• [Problem 1]: Transcribe everything in the composite-function derivative text from "Second Derivative" down to "subset of $\R^n$.".

• [Extract]:
● ● ● ● ●

Derivative of Composite Function
Theorem
Let $I, J$ be open real intervals.
Let $g : I \to J$ and $f : J \to \R$ be real functions.
Let $h : I \to \R$ be the real function defined as:
- $\forall x \in \R: \map h x = \map {f \circ g} x = \map f {\map g x}$
Then, for each $x_0 \in I$ such that:
- $g$ is differentiable at $x_0$
- $f$ is differentiable at $\map g {x_0}$
it holds that $h$ is differentiable at $x_0$ and:
- $\map {h'} {x_0} = \map {f'} {\map g {x_0}} \map {g'} {x_0}$
where $h'$ denotes the derivative of $h$.
Using the $D_x$ notation:
- $\map {D_x} {\map f {\map g x} } = \map {D_{\map g x} } {\map f {\map g x} } \map {D_x} {\map g x}$
Corollary
- $\dfrac {\d y} {\d x} = \dfrac {\paren {\dfrac {\d y} {\d u} } } {\paren {\dfrac {\d x} {\d u} } }$
for $\dfrac {\d x} {\d u} \ne 0$.
Second Derivative
- ${D_x}^2 w = {D_u}^2 w \paren { {D_x}^1 u}^2 + {D_u}^1 w {D_x}^2 u$
Third Derivative
- ${D_x}^3 w = {D_u}^3 w \paren { {D_x}^1 u}^3 + 3 {D_u}^2 w {D_x}^2 u {D_x}^1 u + {D_u}^1 w {D_x}^3 u$
$3$ Functions
Let $f, g, h$ be continuous real functions such that:
\(\ds y\) | \(=\) | \(\ds \map f u\) | ||||||||||||
\(\ds u\) | \(=\) | \(\ds \map g v\) | ||||||||||||
\(\ds h\) | \(=\) | \(\ds \map h x\) |
Then:
- $\dfrac {\d y} {\d x} = \dfrac {\d y} {\d u} \cdot \dfrac {\d u} {\d v} \cdot \dfrac {\d v} {\d x}$
Jacobians
Let $U$ be an open subset of $\R^n$.
Let $\mathbf f = \paren {f_1, f_2, \ldots, f_m}^\intercal: U \to \R^m$ be a vector valued function, differentiable at $\mathbf x = \paren {x_1, x_2, \ldots, x_n}^\intercal \in U$.
Let $\mathbf g = \paren {g_1, g_2, \ldots, g_k}^\intercal: U \to \R^k$ be a vector valued function, differentiable at $\map {\mathbf f} {\mathbf x} = \paren {\map {f_1} {\mathbf x}, \map {f_2} {\mathbf x}, \ldots, \map {f_m} {\mathbf x} }^\intercal \in U$.

● ● ● ● ●

• [Task input]:
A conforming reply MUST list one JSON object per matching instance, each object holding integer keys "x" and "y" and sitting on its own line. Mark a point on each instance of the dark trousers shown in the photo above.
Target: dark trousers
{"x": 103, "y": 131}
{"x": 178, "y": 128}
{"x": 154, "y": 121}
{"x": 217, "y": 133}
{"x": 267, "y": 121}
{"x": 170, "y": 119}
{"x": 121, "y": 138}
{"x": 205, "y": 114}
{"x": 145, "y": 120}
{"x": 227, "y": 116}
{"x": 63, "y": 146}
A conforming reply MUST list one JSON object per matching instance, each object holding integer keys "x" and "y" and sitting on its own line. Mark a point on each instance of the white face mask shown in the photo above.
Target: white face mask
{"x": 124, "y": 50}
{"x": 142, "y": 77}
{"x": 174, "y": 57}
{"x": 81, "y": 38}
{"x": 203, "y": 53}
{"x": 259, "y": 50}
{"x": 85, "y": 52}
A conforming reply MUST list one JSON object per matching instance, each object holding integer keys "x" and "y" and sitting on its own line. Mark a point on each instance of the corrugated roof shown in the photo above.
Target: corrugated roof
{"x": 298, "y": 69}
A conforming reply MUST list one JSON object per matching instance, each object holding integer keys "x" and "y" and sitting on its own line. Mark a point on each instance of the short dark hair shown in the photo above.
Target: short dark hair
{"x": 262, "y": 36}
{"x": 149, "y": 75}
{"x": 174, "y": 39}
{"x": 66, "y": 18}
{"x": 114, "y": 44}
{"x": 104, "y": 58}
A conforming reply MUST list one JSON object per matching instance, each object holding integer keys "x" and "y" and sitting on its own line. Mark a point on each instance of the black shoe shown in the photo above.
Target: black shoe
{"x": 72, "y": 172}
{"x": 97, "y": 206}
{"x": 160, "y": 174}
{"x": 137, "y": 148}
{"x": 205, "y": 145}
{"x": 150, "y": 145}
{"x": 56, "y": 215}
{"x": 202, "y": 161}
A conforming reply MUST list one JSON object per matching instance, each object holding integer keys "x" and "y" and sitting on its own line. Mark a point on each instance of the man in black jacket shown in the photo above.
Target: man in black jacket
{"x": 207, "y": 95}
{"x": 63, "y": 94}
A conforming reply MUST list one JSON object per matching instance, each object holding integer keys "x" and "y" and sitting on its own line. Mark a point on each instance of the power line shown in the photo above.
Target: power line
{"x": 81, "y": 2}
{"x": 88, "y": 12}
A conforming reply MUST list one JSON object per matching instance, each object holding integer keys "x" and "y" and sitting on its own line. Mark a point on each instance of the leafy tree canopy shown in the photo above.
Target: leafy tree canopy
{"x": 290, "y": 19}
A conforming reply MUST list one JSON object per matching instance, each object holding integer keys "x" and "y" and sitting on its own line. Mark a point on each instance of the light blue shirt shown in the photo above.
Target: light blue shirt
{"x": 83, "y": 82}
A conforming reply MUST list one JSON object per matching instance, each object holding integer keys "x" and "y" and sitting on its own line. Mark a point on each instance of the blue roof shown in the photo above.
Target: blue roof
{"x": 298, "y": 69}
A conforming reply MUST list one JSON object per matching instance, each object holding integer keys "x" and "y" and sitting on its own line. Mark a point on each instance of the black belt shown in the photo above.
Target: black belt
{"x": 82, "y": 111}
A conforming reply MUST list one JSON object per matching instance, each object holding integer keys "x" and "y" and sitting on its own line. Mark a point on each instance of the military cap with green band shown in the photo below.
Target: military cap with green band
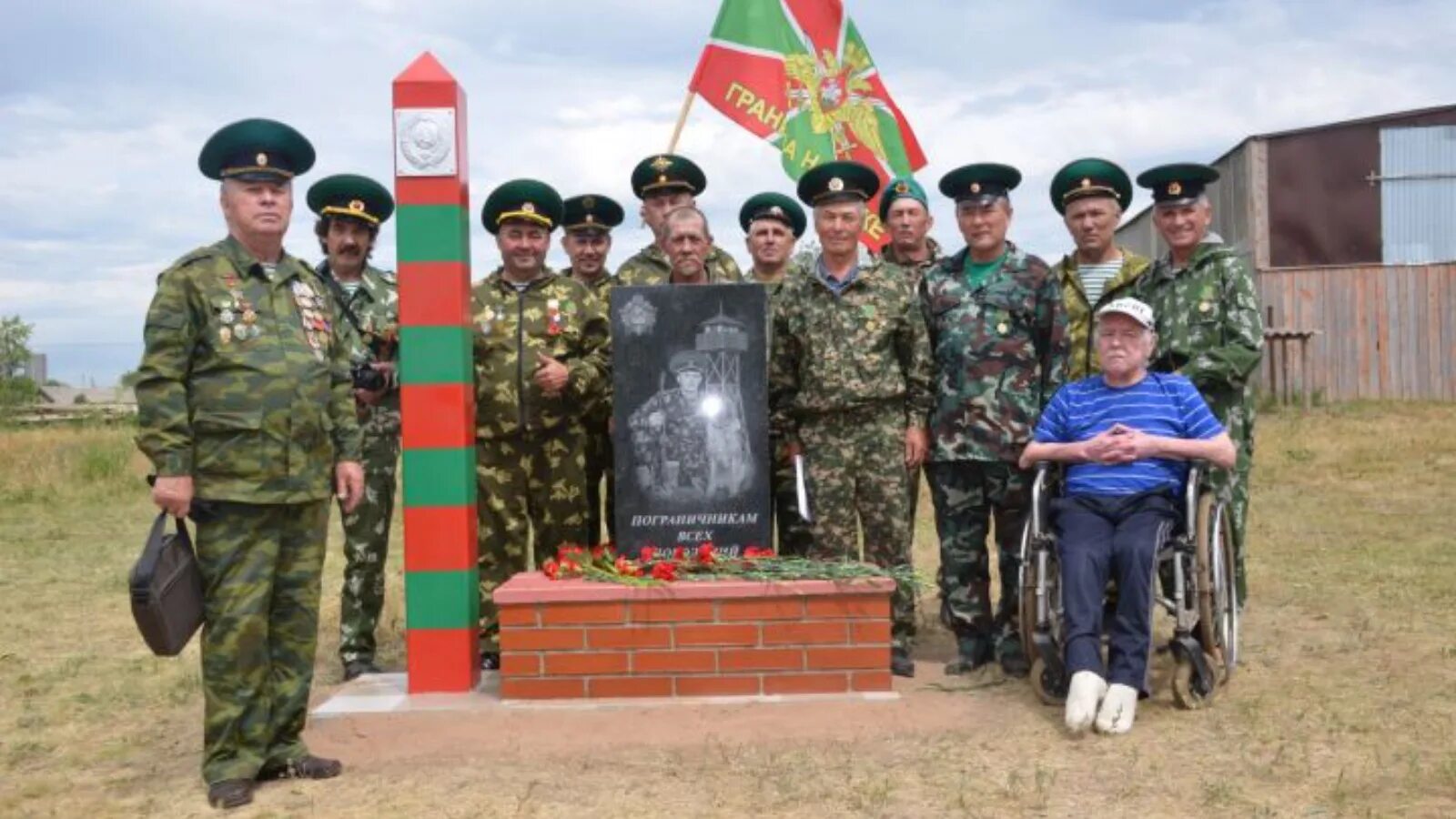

● ● ● ● ●

• [Problem 2]: Give everything in the records from the line containing "the photo below." down to the end of the records as a numbered list, omitting blank lines and leaving out the pictures.

• [Final result 1]:
Second Derivative
- ${D_x}^2 w = {D_u}^2 w \paren { {D_x}^1 u}^2 + {D_u}^1 w {D_x}^2 u$
Third Derivative
- ${D_x}^3 w = {D_u}^3 w \paren { {D_x}^1 u}^3 + 3 {D_u}^2 w {D_x}^2 u {D_x}^1 u + {D_u}^1 w {D_x}^3 u$
$3$ Functions
Let $f, g, h$ be continuous real functions such that:
\(\ds y\) | \(=\) | \(\ds \map f u\) | ||||||||||||
\(\ds u\) | \(=\) | \(\ds \map g v\) | ||||||||||||
\(\ds h\) | \(=\) | \(\ds \map h x\) |
Then:
- $\dfrac {\d y} {\d x} = \dfrac {\d y} {\d u} \cdot \dfrac {\d u} {\d v} \cdot \dfrac {\d v} {\d x}$
Jacobians
Let $U$ be an open subset of $\R^n$.

• [Final result 2]:
1. A conforming reply MUST list one JSON object per matching instance, each object holding integer keys "x" and "y" and sitting on its own line. Mark a point on each instance of the military cap with green band shown in the photo below.
2. Target: military cap with green band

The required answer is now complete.